*Document excerpt*
The public plate in the transnational city: Tensions among food procurement, global trade and local legislation
DOI:
https://doi.org/10.15353/cfs-rcea.v6i1.268Keywords:
food procurement, global trade, Local Food Act, local food systems, public plateAbstract
Local food systems are crucial to sustainability, and one of the most effective ways to develop them is to harness the buying power of large public institutions, such as hospitals and universities. Steering public funds toward local food systems, however, is not as easy as it might appear. Institutions must navigate a maze of regulations that can become significant barriers to effecting change. In Ontario, for example, public institutions are squeezed between two contradictory policies: the Broader Public Sector Directive, which mandates a level playing field and prohibits preferential buying based on geography, and the Local Food Act, which aims to increase the consumption of local food (with a specific focus on procurement in Ontario public institutions) and to foster successful and resilient local food economies and systems. Adding to this tension, global trade treaties are drilling down to the local level, proscribing preferential procurement of local food as “protectionist” and a barrier to trade.
Public institutions are caught in the middle, wanting to purchase more local products but unwilling to risk reprisals. This paper investigates these tensions by reporting on a recent study of institutional buyers and government officials in the Toronto area to understand more thoroughly these barriers to operationalizing a local food system, while recognizing that sustainable food systems require a judicious combination of ‘local and green’ and ‘global and fair’ (Morgan 2008).

*What is required*
Copy out the section of the abstract on public food procurement that opens with the words "Public institutions are caught" and closes with "fair’ (Morgan 2008).", renaming "buyers" to "purchasers" wherever it occurs.

[Collection entries]
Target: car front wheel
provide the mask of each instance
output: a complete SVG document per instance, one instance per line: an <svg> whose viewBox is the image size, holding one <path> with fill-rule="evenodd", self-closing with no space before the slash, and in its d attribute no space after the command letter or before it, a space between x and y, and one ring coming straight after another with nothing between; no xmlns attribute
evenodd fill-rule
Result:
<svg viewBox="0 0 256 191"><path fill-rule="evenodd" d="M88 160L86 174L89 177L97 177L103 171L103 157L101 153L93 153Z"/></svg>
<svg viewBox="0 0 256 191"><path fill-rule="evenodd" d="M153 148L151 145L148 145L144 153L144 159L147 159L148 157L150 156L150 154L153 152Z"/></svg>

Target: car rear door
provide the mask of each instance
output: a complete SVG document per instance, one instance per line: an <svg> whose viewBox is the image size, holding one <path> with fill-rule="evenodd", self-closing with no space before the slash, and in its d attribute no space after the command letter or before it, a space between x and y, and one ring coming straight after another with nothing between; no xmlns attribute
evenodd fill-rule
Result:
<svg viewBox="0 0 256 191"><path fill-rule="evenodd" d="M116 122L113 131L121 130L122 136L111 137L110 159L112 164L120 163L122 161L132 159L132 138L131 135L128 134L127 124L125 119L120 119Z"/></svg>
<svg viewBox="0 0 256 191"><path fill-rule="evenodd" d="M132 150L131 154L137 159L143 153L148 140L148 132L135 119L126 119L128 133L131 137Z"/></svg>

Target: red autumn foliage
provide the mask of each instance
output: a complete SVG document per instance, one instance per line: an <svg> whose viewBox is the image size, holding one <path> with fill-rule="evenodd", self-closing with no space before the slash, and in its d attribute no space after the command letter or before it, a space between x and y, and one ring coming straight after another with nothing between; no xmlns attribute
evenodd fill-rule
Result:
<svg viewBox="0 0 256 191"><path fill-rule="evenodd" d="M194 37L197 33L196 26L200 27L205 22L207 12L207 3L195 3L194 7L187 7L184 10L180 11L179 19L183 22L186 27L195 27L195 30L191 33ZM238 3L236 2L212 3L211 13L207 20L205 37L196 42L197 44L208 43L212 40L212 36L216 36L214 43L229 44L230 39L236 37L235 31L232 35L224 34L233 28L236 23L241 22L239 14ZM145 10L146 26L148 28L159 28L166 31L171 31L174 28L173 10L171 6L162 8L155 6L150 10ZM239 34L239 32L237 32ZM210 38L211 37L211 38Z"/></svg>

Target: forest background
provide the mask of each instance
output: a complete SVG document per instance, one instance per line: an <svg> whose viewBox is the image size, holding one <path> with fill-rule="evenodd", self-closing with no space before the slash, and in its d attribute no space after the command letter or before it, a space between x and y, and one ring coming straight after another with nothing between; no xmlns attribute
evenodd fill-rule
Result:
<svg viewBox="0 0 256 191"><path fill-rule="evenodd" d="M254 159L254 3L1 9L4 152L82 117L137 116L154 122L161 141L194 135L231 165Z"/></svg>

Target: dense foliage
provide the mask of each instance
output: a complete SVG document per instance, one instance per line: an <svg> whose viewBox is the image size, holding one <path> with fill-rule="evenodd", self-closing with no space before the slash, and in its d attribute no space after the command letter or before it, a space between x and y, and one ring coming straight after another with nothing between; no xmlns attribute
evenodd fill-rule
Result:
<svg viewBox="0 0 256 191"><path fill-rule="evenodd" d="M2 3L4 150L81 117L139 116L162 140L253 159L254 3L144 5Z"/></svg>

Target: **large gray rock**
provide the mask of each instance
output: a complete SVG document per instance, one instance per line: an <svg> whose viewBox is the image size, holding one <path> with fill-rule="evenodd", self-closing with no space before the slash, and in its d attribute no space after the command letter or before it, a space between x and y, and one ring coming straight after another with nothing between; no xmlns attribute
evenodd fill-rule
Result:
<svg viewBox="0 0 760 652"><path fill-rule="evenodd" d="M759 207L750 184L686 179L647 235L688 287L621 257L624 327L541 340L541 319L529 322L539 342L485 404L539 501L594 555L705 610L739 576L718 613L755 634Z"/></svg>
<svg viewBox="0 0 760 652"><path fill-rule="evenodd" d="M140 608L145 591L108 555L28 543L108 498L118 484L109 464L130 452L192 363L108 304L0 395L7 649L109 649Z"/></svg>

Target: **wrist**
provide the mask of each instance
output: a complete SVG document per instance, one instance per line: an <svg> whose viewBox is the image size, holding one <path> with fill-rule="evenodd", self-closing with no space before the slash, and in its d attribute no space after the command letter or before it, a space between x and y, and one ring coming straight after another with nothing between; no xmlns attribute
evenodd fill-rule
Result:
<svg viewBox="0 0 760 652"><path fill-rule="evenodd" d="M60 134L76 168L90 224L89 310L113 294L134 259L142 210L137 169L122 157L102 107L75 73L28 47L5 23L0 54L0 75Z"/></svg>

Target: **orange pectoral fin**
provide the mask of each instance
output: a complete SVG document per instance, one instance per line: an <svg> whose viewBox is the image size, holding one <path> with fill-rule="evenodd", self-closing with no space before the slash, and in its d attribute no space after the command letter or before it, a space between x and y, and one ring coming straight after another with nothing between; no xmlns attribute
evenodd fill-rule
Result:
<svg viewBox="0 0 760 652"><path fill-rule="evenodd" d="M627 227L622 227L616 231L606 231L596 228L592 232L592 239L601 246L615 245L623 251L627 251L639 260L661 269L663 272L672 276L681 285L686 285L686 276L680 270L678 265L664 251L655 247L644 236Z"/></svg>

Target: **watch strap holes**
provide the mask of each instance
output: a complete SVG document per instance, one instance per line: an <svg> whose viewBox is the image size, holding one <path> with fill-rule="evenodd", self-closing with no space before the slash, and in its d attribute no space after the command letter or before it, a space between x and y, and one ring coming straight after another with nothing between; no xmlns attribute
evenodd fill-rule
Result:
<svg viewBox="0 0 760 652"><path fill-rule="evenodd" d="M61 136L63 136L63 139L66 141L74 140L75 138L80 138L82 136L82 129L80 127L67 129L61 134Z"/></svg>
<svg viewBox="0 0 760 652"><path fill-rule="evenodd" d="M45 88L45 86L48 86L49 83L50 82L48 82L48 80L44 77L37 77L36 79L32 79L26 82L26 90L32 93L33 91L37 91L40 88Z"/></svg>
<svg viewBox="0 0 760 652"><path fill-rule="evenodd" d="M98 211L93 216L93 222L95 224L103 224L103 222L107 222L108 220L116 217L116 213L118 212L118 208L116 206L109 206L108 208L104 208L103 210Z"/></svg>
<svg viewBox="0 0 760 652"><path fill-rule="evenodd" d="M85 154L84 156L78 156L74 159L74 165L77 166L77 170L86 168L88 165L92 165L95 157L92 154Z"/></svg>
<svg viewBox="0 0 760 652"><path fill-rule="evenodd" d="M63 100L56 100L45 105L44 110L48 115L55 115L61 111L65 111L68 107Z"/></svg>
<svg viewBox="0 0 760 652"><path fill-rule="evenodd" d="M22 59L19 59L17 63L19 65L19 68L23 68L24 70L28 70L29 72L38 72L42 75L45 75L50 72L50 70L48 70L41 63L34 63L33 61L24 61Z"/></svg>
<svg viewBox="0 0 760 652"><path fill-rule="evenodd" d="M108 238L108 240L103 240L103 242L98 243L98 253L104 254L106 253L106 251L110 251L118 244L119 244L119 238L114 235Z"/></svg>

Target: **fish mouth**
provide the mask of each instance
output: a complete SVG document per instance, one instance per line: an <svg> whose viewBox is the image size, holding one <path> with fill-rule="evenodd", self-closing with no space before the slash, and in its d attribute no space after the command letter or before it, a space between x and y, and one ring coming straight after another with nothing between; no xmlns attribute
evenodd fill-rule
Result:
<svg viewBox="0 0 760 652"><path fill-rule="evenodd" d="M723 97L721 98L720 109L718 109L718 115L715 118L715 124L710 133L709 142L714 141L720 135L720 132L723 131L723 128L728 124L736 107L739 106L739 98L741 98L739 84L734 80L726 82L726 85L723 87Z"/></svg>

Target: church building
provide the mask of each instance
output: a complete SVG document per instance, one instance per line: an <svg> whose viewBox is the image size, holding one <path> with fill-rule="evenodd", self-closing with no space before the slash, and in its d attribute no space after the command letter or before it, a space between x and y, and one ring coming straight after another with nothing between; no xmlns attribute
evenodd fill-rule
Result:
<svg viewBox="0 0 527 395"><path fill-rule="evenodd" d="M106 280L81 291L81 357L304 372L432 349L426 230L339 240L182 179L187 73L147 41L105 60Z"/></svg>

*Answer to the problem*
Public institutions are caught in the middle, wanting to purchase more local products but unwilling to risk reprisals. This paper investigates these tensions by reporting on a recent study of institutional purchasers and government officials in the Toronto area to understand more thoroughly these barriers to operationalizing a local food system, while recognizing that sustainable food systems require a judicious combination of ‘local and green’ and ‘global and fair’ (Morgan 2008).